PASSAGE GIVEN:
Yesterday, in its first trading update since spinning off Dr Pepper Snapple through a US listing, Cadbury raised its sales guidance for the second time in five weeks. The company, which with the exception of its rump beverages business in Australia is now a pure play on chocolate and gum, reported that sales growth in the second quarter was above the 7 per cent reported for the first three months of the year. Last month it said that first-half revenue growth would be above the top end of the 4 per cent to 6 per cent forecast.
Trading in the Americas was “excellent”, it is taking market share in Britain and sales in emerging markets are rising in double digits. Further, despite an increased marketing spend, operating margins have risen by at least 1.5 percentage points – indicating that Cadbury is successfully recovering higher raw material costs, which it expects to rise by 5 per cent to 6 per cent this year.
The bigger question hanging over the numbers is whether last month’s $23 billion (£11.7 billion) tie-up between Mars and Wrigley – which in sales terms will leapfrog Cadbury to become the world’s largest confectionery group – will induce the slimmed-down British company to bulk up once more. The favoured theory – evident in Cadbury’s rich forward earnings multiple of 21 times – is that it might seek a merger with Hershey of the US, despite noises to the contrary from Todd Stitzer, chief executive, and from the chairman of the Hershey Trust, which would have the ultimate say. Failing that, Kraft is seen as a possible partner.

SUPPLIED INFORMATION:
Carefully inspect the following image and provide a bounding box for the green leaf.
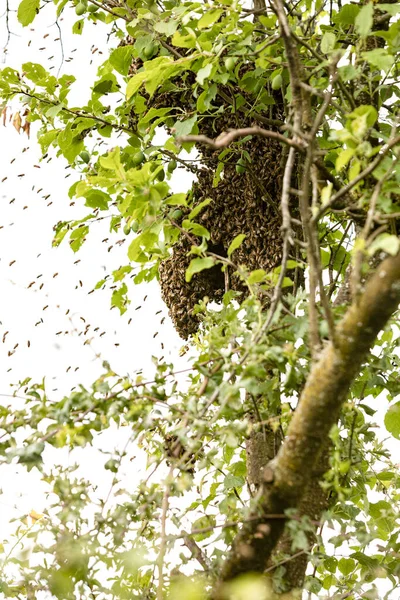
[188,198,212,221]
[321,31,336,54]
[247,269,266,285]
[335,4,360,25]
[84,189,111,210]
[385,402,400,440]
[224,475,245,490]
[336,148,355,171]
[174,115,197,137]
[18,0,40,27]
[128,231,158,263]
[154,19,178,37]
[111,283,129,315]
[368,233,400,256]
[196,63,213,85]
[197,8,223,29]
[228,233,246,256]
[355,2,374,37]
[165,197,187,206]
[109,46,134,75]
[182,219,210,240]
[185,256,215,282]
[338,558,356,577]
[69,225,89,252]
[362,48,394,73]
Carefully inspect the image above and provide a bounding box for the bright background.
[0,0,191,538]
[0,0,400,596]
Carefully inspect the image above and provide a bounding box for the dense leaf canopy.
[0,0,400,600]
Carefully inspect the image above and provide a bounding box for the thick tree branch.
[177,125,304,151]
[214,254,400,598]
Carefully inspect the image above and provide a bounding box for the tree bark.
[213,254,400,598]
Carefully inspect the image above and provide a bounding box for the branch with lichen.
[213,254,400,599]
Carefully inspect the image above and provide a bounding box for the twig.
[157,466,174,600]
[181,531,211,571]
[311,135,400,223]
[177,125,304,152]
[350,169,392,302]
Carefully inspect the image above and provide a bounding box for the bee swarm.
[123,42,298,339]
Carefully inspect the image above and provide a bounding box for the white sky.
[0,0,191,548]
[0,0,400,596]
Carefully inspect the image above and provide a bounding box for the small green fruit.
[225,56,236,71]
[131,221,139,233]
[79,150,90,164]
[236,156,246,173]
[132,150,146,167]
[171,208,183,221]
[75,2,86,17]
[156,169,165,181]
[271,73,282,90]
[168,160,178,173]
[143,44,158,58]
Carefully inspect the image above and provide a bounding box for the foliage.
[0,0,400,600]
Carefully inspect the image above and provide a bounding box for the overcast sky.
[0,5,400,600]
[0,0,191,535]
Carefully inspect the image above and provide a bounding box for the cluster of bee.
[123,38,298,339]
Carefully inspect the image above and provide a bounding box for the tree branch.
[213,254,400,599]
[177,125,304,152]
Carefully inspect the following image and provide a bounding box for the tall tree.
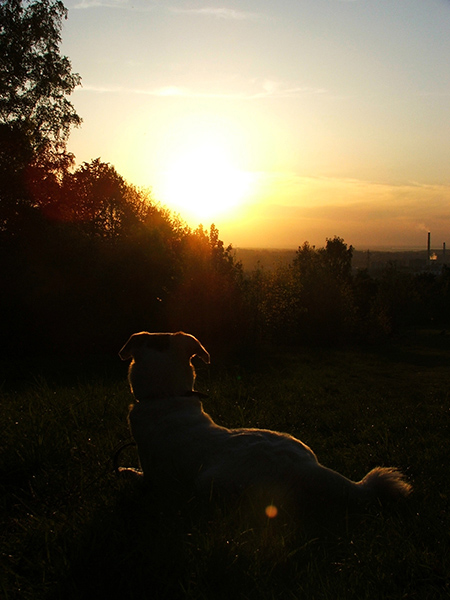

TASK PROMPT:
According to the passage on Cadbury's trading update, by how much does Cadbury expect its raw material costs to rise this year?

WRITTEN REPLY:
Cadbury expects its raw material costs to rise by 5 to 6 percent this year.